▸ Directions for this task:
Output every entry exactly as given.

▸ Information supplied:
────────────────────────────────────────

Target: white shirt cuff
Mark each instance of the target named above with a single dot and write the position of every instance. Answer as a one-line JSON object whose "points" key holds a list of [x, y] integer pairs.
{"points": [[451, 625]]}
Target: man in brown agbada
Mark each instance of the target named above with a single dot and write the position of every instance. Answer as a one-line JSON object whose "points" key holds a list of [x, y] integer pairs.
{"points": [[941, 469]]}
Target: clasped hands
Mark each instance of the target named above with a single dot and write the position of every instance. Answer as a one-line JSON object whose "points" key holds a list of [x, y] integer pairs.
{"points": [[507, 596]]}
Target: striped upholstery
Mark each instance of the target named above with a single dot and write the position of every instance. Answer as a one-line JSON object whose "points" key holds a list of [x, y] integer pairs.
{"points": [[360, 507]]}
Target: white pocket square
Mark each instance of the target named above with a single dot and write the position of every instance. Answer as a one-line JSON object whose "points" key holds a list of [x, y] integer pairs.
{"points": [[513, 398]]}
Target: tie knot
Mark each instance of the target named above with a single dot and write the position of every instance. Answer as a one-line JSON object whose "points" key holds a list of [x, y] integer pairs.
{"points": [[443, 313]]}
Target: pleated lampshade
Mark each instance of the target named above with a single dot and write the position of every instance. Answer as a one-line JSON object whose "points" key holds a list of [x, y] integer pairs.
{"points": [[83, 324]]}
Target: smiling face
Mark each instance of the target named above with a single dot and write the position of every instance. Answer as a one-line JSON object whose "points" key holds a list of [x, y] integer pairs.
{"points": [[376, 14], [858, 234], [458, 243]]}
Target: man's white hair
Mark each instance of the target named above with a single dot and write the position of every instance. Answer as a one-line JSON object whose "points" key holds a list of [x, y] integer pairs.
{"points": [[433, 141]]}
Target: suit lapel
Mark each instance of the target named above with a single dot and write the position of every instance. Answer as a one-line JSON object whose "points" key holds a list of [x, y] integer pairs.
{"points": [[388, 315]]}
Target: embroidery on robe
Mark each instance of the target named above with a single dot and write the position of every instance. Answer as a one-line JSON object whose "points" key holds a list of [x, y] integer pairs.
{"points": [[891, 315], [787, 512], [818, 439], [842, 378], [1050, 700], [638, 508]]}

────────────────────────────────────────

▸ Solved problem:
Target: white shirt cuff
Mark each instance of the target named above with a single dot and write the position of every instance. Answer as a one-line JSON object whose "points" key holds a list of [x, y] integer pairs.
{"points": [[451, 625]]}
Target: man in brown agbada
Mark each instance of the target named above with a single dot and write the position of every instance. Answer as a one-line JSON object whose "points" key holds a list of [x, y] integer pairs.
{"points": [[941, 469]]}
Target: clasped hands
Mark each instance of the target named above with a single dot and write the position of every instance. Answer as a one-line JSON object whose "points" key holds a list of [x, y] integer pairs.
{"points": [[507, 596]]}
Target: striped upholstery
Mark each instance of the target named above with a single dot and write the position of every instance. Answer as a one-line JSON object whose "points" key holds a list of [x, y] integer pairs.
{"points": [[360, 507]]}
Target: white pocket square
Mark each instance of the target named above with a single dot and write the position of every instance. Answer as a one-line JSON object whose "points" key holds a list of [x, y] integer pairs.
{"points": [[513, 398]]}
Target: tie knot
Mark each instance of the target named above with a single dot and write the position of every instance. Answer as a one-line JSON object whose "points" key holds a list of [x, y] integer pairs.
{"points": [[443, 313]]}
Target: pleated lampshade
Mark each instance of the target named above with a single dot and write the position of every instance. Answer as a one-line JSON object whose "points" key holds a list of [x, y] integer pairs.
{"points": [[83, 324]]}
Target: smiling face
Mark each instance of the target named above with a single dot and write the position of every instance. Answer as a one-line JSON object whose "points" key holds a list of [x, y] integer pairs.
{"points": [[376, 14], [858, 234], [458, 243]]}
Target: man's white hair
Mark each instance of the target named above with a single dot and write the position of every instance. Answer as a one-line JSON object whose "points" key holds a list of [x, y] integer pairs.
{"points": [[433, 141]]}
Target: suit lapel
Mark each instance of the target named above with a single dot and write the position of every instance. Answer as a one-line JSON object whose "points" key holds a list of [x, y] integer pairs.
{"points": [[388, 315]]}
Target: embroidery on robe
Mark each instance of the target named above with a single dot and write the position of every instance. Answer as a one-line JSON object whose "points" key holds a list of [x, y] integer pairs.
{"points": [[891, 315], [787, 512], [818, 439], [842, 378], [1050, 700], [638, 508]]}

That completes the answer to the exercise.